» AIM OF THE TASK
Copy every one of the lines below word for word, but leave the pictures out of your copy.

Rows from an object pointing dataset:
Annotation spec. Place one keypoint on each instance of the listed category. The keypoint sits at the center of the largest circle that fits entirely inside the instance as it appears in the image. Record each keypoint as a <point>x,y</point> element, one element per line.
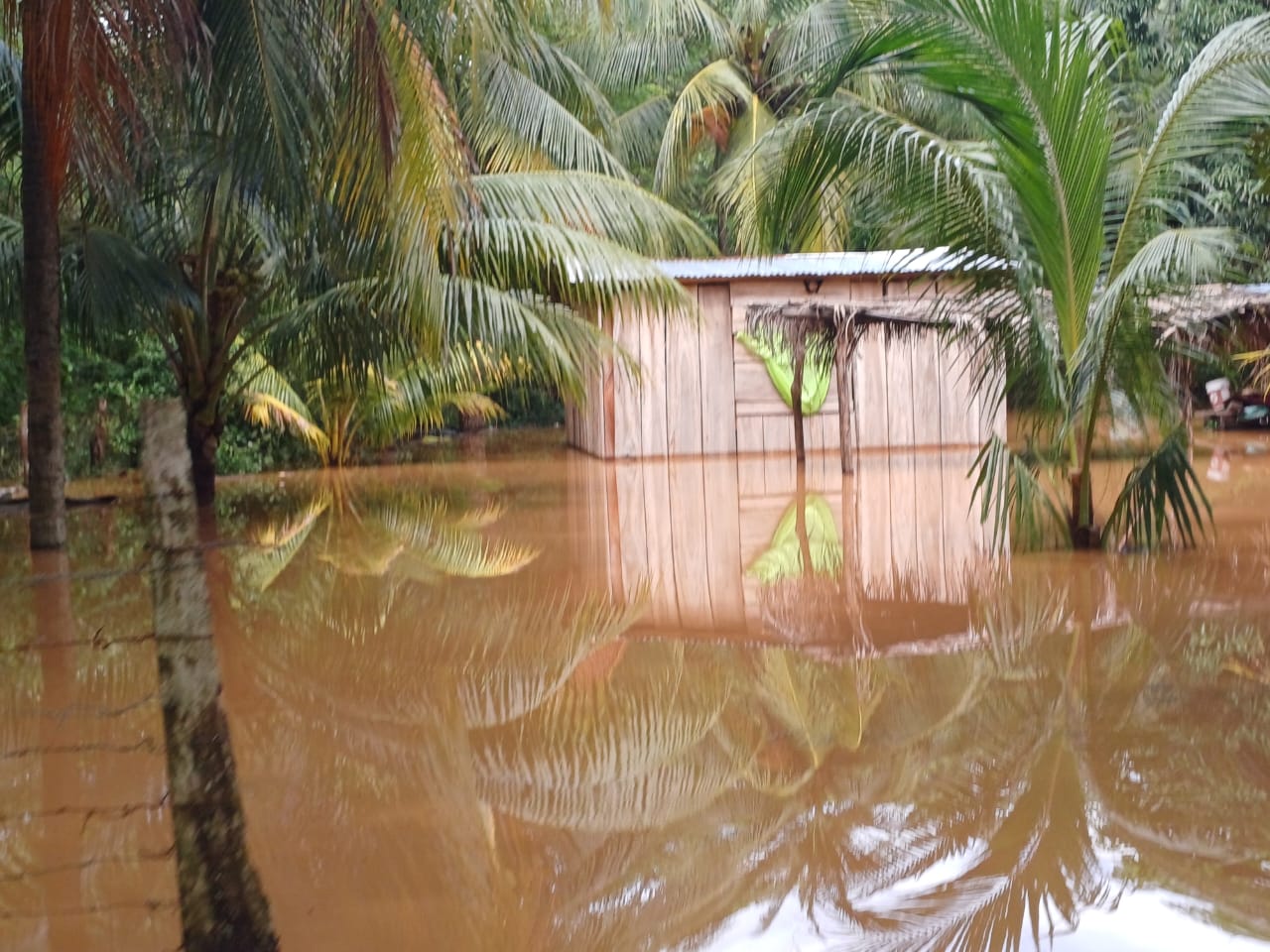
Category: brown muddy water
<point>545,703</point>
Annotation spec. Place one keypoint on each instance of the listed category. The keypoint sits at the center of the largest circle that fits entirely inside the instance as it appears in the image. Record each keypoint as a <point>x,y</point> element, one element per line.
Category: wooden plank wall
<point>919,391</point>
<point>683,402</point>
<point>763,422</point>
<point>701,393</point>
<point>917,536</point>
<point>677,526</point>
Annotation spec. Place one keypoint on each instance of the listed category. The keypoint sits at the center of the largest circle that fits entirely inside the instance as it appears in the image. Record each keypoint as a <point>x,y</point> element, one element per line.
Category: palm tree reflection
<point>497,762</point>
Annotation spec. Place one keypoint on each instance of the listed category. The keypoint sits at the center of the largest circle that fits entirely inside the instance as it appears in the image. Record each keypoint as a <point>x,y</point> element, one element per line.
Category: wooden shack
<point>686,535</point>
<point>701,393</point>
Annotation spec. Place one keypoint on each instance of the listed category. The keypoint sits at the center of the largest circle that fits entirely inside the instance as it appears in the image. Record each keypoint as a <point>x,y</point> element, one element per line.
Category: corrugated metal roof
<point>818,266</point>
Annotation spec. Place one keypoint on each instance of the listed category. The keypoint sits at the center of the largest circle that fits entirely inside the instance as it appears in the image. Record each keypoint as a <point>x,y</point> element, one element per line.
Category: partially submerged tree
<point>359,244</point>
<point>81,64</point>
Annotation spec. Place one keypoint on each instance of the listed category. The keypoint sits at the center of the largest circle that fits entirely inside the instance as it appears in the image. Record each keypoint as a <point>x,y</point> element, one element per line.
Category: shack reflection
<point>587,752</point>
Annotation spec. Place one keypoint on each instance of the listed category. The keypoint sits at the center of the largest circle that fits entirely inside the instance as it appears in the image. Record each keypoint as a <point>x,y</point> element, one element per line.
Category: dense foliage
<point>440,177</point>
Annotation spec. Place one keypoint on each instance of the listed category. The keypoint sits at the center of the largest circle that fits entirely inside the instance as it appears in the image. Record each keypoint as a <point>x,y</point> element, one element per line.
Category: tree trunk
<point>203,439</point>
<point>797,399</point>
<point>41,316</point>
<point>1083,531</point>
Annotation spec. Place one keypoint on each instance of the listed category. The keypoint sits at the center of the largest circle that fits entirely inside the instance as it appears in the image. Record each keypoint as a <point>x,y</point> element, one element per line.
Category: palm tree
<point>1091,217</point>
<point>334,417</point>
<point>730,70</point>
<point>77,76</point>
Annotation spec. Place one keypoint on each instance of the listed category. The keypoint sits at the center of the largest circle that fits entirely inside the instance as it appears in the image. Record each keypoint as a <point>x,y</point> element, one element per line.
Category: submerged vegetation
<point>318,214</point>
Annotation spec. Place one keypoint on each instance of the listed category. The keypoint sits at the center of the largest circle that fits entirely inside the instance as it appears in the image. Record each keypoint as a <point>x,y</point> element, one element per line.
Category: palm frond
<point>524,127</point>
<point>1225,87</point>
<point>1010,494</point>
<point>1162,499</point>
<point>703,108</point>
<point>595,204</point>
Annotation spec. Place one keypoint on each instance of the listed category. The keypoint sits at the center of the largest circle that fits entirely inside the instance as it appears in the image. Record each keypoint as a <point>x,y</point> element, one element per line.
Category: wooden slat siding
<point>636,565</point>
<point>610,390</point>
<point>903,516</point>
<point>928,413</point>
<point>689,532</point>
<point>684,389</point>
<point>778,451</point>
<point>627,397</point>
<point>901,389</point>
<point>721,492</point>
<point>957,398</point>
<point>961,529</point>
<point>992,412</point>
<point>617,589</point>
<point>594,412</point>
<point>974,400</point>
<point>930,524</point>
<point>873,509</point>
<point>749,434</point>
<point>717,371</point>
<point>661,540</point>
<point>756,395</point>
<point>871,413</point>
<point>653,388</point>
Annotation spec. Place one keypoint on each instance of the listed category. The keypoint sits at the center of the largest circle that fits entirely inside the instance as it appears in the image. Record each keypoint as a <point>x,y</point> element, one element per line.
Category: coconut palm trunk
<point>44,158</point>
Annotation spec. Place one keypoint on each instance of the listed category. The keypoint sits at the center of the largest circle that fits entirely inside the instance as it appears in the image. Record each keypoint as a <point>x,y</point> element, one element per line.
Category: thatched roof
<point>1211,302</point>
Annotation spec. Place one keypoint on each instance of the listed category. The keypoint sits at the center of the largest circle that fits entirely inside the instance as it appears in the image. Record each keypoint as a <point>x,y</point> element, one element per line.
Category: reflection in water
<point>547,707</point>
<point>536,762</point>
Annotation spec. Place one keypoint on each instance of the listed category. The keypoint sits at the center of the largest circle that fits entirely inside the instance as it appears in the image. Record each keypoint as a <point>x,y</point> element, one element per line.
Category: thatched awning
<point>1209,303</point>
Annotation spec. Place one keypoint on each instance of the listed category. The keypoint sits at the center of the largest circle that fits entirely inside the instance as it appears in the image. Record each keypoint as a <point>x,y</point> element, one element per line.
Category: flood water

» THE REPLY
Annotation spec. Place one keypoint on each instance of the listed category. The keypoint sits at the center of the largest circle that fits entirely inside the instance as it appears in the image. Record each keypoint as a <point>x,y</point> element, one element per line.
Category: brown muddy water
<point>545,703</point>
Annotation spec. Place one keypoint on each instance of the listed category. The keypoint sits at the center of the largest circle that fits entirely inside the instance as it appears in the image. Record each keypoint as a <point>x,y</point> element, one element per line.
Category: wooden plank wall
<point>919,391</point>
<point>683,402</point>
<point>763,422</point>
<point>701,393</point>
<point>917,536</point>
<point>677,526</point>
Annotation spec. Place one keypoint on each instance of the listed category. The keypoint sits at the center of the largest circle that fits entirely inside the instance as it appears in the image. Record each keypoint as a <point>x,y</point> element, one element per line.
Category: palm tree reflection
<point>497,762</point>
Annotation spec. Place one keypoint on each instance of the listed category. The keypoint sits at the center of the largest circle that fits entirely inside the instance as it appears in the image. Record each keypoint as a <point>x,y</point> element, one element per line.
Category: wooden shack
<point>686,535</point>
<point>701,393</point>
Annotation spec. Place one keypoint on each instance of the listed category. The keypoint sits at the center of the largest circle that fits entirely inside the instance as it appears in the image. Record each keypoint as a <point>x,y</point> element, one element per line.
Category: corrugated metal roof
<point>818,266</point>
Annotation spec. Place one keypoint on each instance of the listed category. The keypoint sits at the center of the largest circle that fits entirely inside the instance as it appears in the image. Record each keypoint as a <point>x,y</point> element, one element per line.
Category: partially submerged tree
<point>359,244</point>
<point>81,64</point>
Annotation spec. Place one keypoint on each instance of the listed category. The keypoint sits at the center of the largest circle that fits entirely inside the instance as it appears in the image. Record each keypoint as a <point>x,y</point> element, one element per line.
Category: shack reflection
<point>587,752</point>
Annotation spec. Place one keypoint on each instance of the listed category. The keypoint sits at the center of the largest circle that fits entirely inside the instance as it appears in the image. Record each keypoint as a <point>x,y</point> element, one element per line.
Category: dense foliage
<point>440,177</point>
Annotation spec. Place one keypoint on each instance of the listed category. The keypoint sits at the center of the largest circle that fits entirely inside the instance as it appears in the image. Record each keypoint as a <point>x,y</point> element, one element per line.
Category: tree trunk
<point>203,439</point>
<point>797,399</point>
<point>41,316</point>
<point>1083,531</point>
Annotation spec. Place one keypoint on each instance of the listed category. The keypoint sits at the center of the largest circle that fits entirely inside the instance as it appears in the image. Record each keypoint as a <point>x,y</point> element, one element per line.
Category: palm tree
<point>1091,217</point>
<point>334,417</point>
<point>730,70</point>
<point>77,76</point>
Annotation spec. Place one keypoint on each instance of the listed category. The keypoint sits at the center of the largest circle that fits entirely inside the instance as it appears in the image. Record each keypoint as a <point>x,y</point> element, one element per line.
Category: submerged vegetation
<point>318,214</point>
Annotation spec. Place one keypoint on each instance of the listed category. The keypoint sits at the center of the largest circle that fits entirely inside the instance as it appears in the image. Record each keypoint as a <point>x,y</point> element, one element per line.
Category: palm frond
<point>524,127</point>
<point>1225,87</point>
<point>1010,494</point>
<point>1162,499</point>
<point>703,108</point>
<point>595,204</point>
Annotation spec. Place one keypoint on each instance of the listed category. The keypoint sits at the center of the largest circle that fits entirely inside the instance as it appears in the image. Record each keypoint as a <point>x,y</point> element, one element per line.
Category: wooden slat siding
<point>636,565</point>
<point>610,390</point>
<point>903,516</point>
<point>928,413</point>
<point>689,532</point>
<point>684,389</point>
<point>778,451</point>
<point>627,397</point>
<point>901,389</point>
<point>721,492</point>
<point>957,398</point>
<point>961,529</point>
<point>992,412</point>
<point>617,589</point>
<point>594,412</point>
<point>974,400</point>
<point>930,524</point>
<point>873,509</point>
<point>749,434</point>
<point>717,371</point>
<point>661,540</point>
<point>756,395</point>
<point>871,413</point>
<point>653,388</point>
Annotation spec. Place one keypoint on each instance of the listed category. The keypoint sits at the center of the largest circle that fits entirely inside the instance as it appears in the image. Record each keypoint as a <point>x,y</point> element, one element per line.
Category: coconut palm trunk
<point>44,158</point>
Annotation spec. Place one keypoint on each instance of the listed category. The keypoint sits at the center of the largest circle that fits entirely inside the instance as it appears in the image. Record each keypoint as a <point>x,y</point> element, one element per line.
Category: thatched roof
<point>1211,302</point>
Annotation spec. Place one keypoint on each instance of the listed category. The keypoint sits at the center of the largest circle that fits entirely inside the instance as it appears in the image. Record each keypoint as a <point>x,y</point> element, one element per line.
Category: reflection in water
<point>547,707</point>
<point>536,762</point>
Annotation spec. Place one keypoint on each instance of the listed category. The keypoint sits at the center of the largest circle that fits entirely inside the instance as it appears in the image. Record each keypoint as a <point>x,y</point> element, one element per line.
Category: thatched awning
<point>1209,303</point>
Annotation spec. Place one keypoint on each instance of the listed category. The keypoint sits at the center of the largest circle that fits entirely inside the instance as it appears in the image. Record each keypoint as a <point>x,y</point> element, one element per line.
Category: flood water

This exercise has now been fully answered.